What the exercise asks: Repeat each entry word for word. Leave any images out of the copy.

──────── Dataset excerpts ────────

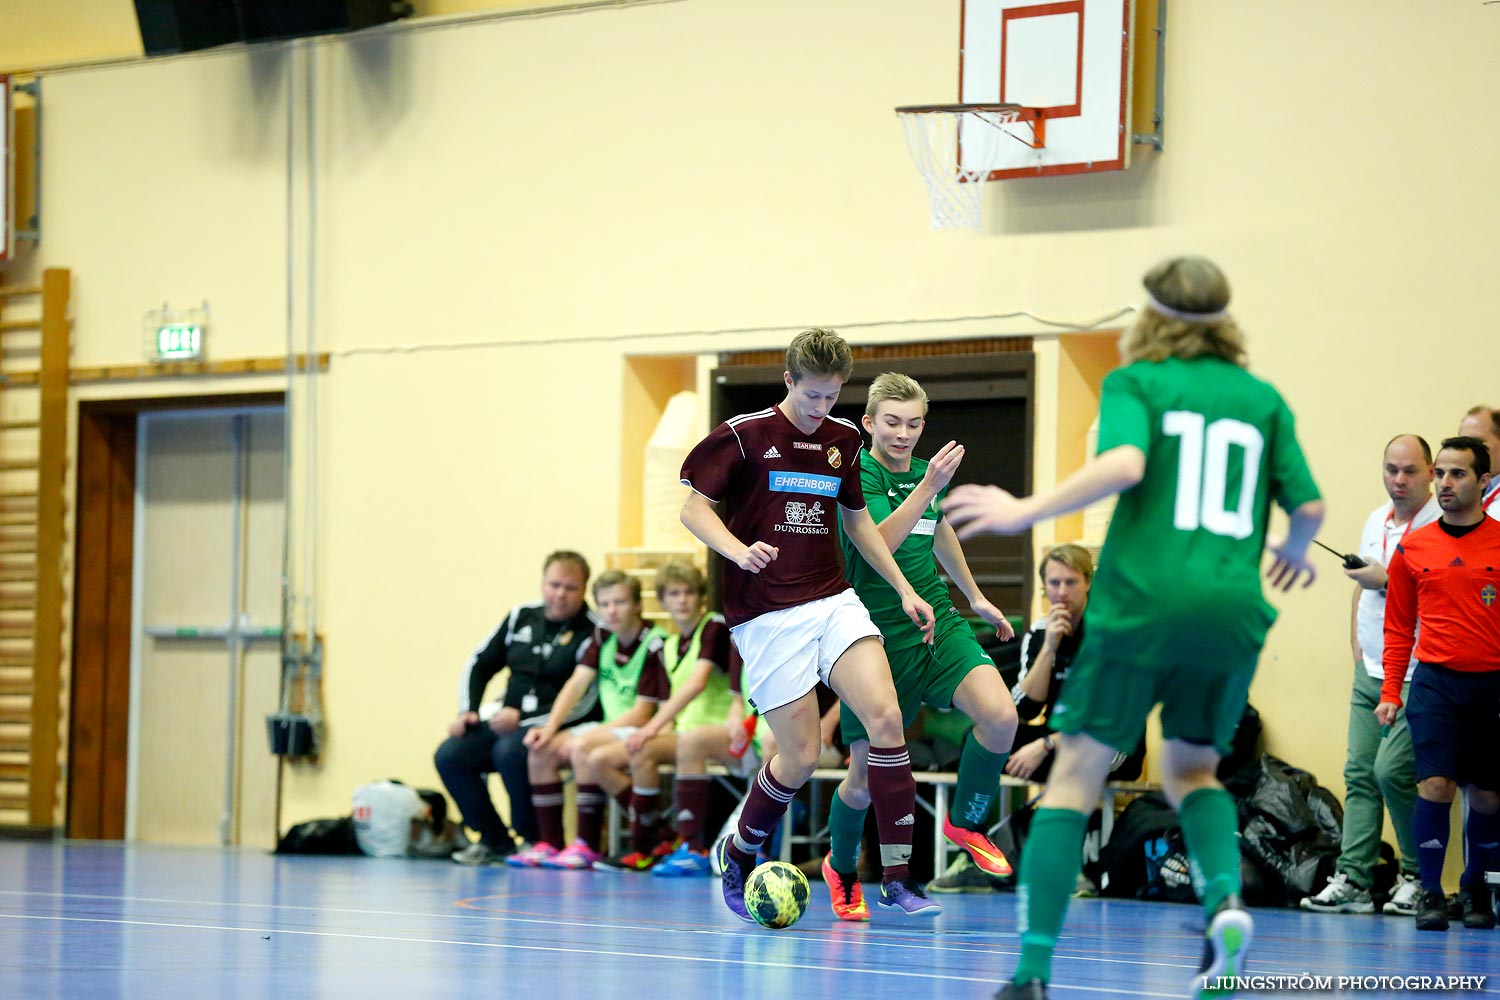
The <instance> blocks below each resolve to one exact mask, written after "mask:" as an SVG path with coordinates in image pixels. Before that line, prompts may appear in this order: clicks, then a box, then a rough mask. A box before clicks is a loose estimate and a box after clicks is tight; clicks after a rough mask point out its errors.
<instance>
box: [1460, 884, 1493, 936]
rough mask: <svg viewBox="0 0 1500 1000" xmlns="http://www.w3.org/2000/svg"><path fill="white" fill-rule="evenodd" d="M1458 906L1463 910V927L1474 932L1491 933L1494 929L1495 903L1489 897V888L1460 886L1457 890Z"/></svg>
mask: <svg viewBox="0 0 1500 1000" xmlns="http://www.w3.org/2000/svg"><path fill="white" fill-rule="evenodd" d="M1458 906H1461V907H1463V910H1464V927H1472V928H1475V930H1476V931H1493V930H1494V928H1496V901H1494V897H1493V895H1490V886H1487V885H1478V886H1461V888H1460V889H1458Z"/></svg>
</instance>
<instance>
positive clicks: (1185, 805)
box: [1178, 789, 1239, 913]
mask: <svg viewBox="0 0 1500 1000" xmlns="http://www.w3.org/2000/svg"><path fill="white" fill-rule="evenodd" d="M1178 816H1179V817H1181V819H1182V840H1185V841H1187V844H1188V858H1190V859H1191V862H1193V865H1191V867H1193V891H1194V892H1197V894H1199V900H1202V901H1203V912H1205V913H1214V909H1215V907H1217V906H1218V904H1220V903H1223V901H1224V897H1227V895H1230V894H1236V895H1238V894H1239V813H1238V811H1236V808H1235V798H1233V796H1232V795H1230V793H1229V792H1226V790H1224V789H1199V790H1197V792H1193V793H1190V795H1188V798H1185V799H1182V805H1181V807H1179V808H1178Z"/></svg>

────────

Task answer:
The <instance> blocks below each resolve to one exact mask, written after "mask:" as an SVG path with coordinates in image pixels. Before that line, prompts may appear in this order: clicks, then a box, then a rough mask. A box before clicks is a loose estimate and a box after clicks is tight; clicks after a rough mask point out its errors.
<instance>
box: [1460, 884, 1493, 936]
rough mask: <svg viewBox="0 0 1500 1000" xmlns="http://www.w3.org/2000/svg"><path fill="white" fill-rule="evenodd" d="M1458 906L1463 910V927L1474 932L1491 933L1494 929L1495 903L1489 897V888L1460 886L1457 890Z"/></svg>
mask: <svg viewBox="0 0 1500 1000" xmlns="http://www.w3.org/2000/svg"><path fill="white" fill-rule="evenodd" d="M1458 906H1461V907H1463V910H1464V927H1472V928H1475V930H1476V931H1493V930H1494V928H1496V901H1494V897H1493V895H1490V886H1487V885H1478V886H1461V888H1460V889H1458Z"/></svg>
</instance>
<instance>
positive clicks: (1185, 805)
box: [1178, 789, 1239, 913]
mask: <svg viewBox="0 0 1500 1000" xmlns="http://www.w3.org/2000/svg"><path fill="white" fill-rule="evenodd" d="M1178 816H1179V817H1181V819H1182V840H1185V841H1187V844H1188V858H1190V859H1191V862H1193V865H1191V867H1193V891H1194V892H1197V894H1199V900H1202V901H1203V912H1205V913H1214V909H1215V907H1217V906H1218V904H1220V903H1223V901H1224V897H1227V895H1230V894H1236V895H1238V894H1239V813H1238V811H1236V808H1235V798H1233V796H1232V795H1230V793H1229V792H1226V790H1224V789H1199V790H1197V792H1193V793H1190V795H1188V798H1185V799H1182V805H1181V807H1179V808H1178Z"/></svg>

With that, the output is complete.